Content starts
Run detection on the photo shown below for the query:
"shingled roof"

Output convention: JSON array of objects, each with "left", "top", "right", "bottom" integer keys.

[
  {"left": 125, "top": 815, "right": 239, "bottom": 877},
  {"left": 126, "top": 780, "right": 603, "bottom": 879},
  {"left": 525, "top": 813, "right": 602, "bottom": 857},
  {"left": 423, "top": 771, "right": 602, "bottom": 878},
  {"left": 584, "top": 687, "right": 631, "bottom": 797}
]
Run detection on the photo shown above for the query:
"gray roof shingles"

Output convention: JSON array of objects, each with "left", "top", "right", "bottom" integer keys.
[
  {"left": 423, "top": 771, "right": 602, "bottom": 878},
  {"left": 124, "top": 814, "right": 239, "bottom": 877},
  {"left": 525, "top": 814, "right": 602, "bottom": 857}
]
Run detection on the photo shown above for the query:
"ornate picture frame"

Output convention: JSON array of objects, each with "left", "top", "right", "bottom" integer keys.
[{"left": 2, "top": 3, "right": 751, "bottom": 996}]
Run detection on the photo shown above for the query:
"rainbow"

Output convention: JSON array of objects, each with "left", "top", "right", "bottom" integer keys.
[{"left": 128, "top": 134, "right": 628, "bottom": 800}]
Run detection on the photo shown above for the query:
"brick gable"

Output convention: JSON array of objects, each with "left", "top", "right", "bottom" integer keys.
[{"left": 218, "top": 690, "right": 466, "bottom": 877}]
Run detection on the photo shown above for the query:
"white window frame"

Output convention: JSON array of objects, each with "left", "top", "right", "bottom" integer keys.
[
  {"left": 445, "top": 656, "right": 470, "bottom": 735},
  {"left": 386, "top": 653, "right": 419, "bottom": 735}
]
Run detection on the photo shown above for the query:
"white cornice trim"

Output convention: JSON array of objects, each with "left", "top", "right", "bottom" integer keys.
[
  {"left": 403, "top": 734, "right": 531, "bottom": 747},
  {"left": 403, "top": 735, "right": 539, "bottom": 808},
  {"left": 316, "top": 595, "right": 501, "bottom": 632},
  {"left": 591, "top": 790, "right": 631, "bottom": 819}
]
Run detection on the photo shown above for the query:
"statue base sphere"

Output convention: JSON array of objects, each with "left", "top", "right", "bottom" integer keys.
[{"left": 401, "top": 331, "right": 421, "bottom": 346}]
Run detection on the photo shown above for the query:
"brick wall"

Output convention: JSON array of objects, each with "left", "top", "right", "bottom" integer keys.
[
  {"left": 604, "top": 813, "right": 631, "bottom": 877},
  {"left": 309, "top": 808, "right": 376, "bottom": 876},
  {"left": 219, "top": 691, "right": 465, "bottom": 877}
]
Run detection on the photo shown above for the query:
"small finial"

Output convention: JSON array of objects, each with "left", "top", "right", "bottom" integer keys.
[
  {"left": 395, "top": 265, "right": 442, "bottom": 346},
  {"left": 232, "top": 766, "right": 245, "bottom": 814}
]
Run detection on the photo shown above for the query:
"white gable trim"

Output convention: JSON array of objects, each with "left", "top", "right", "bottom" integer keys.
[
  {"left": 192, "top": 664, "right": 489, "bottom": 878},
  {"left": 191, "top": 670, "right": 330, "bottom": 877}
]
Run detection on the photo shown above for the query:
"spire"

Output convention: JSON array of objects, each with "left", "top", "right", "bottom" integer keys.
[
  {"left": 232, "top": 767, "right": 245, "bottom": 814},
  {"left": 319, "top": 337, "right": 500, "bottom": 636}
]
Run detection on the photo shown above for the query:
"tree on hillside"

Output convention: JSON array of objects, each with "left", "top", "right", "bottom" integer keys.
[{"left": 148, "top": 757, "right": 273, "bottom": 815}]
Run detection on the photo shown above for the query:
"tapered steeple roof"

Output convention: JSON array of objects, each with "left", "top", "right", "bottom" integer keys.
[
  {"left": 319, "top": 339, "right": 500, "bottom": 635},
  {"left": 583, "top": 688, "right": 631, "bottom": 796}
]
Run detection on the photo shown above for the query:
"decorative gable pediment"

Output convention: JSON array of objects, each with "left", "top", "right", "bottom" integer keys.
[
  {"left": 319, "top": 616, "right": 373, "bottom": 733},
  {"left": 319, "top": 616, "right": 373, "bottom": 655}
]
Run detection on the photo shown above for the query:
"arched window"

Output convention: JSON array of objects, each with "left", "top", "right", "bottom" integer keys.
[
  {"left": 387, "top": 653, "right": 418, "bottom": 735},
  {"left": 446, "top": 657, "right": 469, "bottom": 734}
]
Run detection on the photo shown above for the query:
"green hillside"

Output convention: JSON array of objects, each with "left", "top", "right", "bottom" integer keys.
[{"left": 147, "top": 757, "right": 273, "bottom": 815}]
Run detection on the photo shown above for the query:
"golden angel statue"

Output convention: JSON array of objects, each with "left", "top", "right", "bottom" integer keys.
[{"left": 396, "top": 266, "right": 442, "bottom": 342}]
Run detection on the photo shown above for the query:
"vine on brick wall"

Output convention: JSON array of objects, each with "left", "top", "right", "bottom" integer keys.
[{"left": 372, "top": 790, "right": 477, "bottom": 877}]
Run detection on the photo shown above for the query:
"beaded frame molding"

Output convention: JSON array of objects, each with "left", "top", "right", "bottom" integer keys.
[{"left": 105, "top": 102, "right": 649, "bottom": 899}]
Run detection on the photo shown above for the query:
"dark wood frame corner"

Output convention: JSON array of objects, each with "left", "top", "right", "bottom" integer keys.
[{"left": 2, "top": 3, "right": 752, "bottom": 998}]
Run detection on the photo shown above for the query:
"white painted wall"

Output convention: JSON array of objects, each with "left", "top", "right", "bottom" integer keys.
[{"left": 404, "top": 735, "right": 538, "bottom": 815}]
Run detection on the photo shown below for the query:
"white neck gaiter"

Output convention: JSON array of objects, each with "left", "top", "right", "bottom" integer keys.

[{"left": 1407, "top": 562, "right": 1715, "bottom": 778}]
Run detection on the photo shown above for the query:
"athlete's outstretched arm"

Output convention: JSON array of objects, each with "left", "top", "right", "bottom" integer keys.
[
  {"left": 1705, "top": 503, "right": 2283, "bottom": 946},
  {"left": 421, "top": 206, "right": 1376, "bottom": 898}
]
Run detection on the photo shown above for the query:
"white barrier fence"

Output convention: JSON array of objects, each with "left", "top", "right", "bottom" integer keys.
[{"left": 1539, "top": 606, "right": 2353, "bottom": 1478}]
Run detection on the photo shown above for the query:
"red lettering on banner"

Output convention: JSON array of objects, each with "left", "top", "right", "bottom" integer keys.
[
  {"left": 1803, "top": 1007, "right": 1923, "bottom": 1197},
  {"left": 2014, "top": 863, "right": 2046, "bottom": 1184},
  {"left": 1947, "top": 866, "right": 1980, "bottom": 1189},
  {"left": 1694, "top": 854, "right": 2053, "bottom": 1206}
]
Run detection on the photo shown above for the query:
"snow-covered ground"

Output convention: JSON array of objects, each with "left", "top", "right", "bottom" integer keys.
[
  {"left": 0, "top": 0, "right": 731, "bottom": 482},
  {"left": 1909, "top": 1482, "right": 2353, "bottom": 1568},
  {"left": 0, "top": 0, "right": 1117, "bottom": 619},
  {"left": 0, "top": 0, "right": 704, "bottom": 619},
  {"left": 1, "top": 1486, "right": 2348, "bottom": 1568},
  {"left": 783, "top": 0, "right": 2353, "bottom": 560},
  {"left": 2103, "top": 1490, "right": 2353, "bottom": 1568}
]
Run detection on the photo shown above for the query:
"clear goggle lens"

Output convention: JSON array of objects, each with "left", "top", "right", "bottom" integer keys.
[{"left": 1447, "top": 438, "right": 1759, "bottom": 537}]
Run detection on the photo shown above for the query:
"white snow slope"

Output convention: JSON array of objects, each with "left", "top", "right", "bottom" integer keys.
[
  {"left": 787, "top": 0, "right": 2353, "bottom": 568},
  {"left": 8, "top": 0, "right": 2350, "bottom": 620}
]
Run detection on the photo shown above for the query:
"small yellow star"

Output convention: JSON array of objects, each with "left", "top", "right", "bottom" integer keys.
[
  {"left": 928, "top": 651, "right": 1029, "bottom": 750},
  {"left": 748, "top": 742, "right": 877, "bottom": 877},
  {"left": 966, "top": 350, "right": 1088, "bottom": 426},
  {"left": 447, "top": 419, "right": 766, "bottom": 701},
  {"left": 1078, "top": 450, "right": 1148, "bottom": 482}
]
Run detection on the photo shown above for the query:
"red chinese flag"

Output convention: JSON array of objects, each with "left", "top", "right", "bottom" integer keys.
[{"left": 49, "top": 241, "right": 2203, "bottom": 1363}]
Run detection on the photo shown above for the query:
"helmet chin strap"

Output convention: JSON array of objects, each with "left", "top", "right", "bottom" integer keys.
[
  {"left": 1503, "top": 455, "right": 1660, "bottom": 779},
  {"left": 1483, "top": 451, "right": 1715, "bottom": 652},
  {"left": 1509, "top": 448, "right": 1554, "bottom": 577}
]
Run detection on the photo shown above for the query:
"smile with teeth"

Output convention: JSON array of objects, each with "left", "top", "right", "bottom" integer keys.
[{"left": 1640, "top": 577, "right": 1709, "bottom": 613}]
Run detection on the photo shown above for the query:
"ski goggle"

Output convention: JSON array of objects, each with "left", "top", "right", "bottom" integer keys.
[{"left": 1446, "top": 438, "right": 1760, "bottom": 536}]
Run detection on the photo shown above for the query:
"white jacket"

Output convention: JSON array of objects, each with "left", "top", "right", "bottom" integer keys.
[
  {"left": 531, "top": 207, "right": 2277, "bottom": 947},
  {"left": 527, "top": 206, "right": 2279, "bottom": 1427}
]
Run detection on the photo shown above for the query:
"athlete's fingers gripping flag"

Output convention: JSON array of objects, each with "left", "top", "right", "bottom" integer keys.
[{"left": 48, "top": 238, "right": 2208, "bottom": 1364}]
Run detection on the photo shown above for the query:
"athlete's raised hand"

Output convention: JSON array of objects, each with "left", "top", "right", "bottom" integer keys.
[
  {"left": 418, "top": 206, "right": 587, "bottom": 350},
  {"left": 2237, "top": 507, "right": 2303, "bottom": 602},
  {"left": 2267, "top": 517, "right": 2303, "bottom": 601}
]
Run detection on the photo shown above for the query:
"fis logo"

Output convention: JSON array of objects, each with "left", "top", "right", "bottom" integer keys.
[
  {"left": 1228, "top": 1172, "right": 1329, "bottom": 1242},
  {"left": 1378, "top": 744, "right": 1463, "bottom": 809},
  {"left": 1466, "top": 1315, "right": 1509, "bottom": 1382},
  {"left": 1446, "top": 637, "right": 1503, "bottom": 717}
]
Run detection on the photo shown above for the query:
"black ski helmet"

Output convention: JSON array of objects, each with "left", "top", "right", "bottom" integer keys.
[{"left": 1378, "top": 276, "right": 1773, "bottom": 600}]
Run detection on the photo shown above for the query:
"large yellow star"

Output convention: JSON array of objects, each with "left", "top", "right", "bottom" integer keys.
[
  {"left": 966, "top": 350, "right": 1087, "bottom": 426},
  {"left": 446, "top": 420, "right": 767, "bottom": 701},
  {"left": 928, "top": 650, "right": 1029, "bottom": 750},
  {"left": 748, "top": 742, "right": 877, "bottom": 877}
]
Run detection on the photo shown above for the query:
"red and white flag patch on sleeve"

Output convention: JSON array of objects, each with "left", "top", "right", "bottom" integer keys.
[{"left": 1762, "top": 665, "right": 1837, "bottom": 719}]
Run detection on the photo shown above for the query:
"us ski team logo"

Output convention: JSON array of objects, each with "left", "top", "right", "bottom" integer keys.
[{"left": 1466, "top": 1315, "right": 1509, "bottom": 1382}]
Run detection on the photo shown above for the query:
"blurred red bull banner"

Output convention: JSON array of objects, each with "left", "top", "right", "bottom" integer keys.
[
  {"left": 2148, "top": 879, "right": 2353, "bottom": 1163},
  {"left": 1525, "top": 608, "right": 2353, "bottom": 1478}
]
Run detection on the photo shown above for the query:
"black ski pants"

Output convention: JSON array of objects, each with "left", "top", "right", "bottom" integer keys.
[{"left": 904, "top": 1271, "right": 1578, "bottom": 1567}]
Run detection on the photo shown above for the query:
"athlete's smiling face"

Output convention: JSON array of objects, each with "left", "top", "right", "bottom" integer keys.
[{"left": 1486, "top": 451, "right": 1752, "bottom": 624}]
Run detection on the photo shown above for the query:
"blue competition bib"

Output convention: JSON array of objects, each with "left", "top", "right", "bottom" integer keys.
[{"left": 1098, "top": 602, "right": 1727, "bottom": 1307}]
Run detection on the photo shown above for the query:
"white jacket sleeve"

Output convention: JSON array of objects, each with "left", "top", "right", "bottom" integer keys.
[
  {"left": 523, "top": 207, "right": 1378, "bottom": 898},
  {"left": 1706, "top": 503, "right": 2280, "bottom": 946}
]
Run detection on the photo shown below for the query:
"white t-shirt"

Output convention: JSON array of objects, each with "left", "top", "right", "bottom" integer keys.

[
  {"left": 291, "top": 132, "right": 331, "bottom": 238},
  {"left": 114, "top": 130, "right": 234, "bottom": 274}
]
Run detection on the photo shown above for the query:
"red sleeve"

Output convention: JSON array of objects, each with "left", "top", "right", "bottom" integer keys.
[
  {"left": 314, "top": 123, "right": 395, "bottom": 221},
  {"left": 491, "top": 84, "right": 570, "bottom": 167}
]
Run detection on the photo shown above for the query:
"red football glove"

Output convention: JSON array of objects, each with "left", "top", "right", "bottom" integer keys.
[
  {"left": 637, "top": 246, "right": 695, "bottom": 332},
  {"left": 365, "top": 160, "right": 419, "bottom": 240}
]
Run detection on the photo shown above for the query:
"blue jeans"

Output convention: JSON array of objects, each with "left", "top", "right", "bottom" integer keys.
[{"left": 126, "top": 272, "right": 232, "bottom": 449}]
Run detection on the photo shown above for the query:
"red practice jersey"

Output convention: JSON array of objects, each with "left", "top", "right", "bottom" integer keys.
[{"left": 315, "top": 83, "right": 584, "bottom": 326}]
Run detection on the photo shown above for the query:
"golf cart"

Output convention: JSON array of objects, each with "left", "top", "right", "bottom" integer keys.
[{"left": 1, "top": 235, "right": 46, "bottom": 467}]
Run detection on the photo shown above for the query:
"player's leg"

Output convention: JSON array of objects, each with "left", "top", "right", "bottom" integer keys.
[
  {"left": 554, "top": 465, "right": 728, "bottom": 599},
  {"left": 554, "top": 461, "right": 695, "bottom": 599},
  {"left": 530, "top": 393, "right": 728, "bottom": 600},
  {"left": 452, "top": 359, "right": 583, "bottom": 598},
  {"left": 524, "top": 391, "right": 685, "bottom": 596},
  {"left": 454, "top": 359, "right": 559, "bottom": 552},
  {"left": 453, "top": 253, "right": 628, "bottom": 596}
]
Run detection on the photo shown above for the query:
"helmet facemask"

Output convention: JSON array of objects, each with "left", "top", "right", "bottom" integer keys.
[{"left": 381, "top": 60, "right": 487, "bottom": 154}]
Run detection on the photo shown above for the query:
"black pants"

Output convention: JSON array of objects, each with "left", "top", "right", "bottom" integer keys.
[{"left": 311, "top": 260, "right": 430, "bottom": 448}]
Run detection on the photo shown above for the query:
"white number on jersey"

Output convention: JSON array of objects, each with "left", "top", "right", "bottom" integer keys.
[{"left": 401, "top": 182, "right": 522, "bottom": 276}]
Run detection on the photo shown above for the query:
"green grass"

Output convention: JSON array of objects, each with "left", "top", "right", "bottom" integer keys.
Content ends
Copy out every line of the entries where the string "brick" shows up.

"brick gable"
"brick wall"
"vine on brick wall"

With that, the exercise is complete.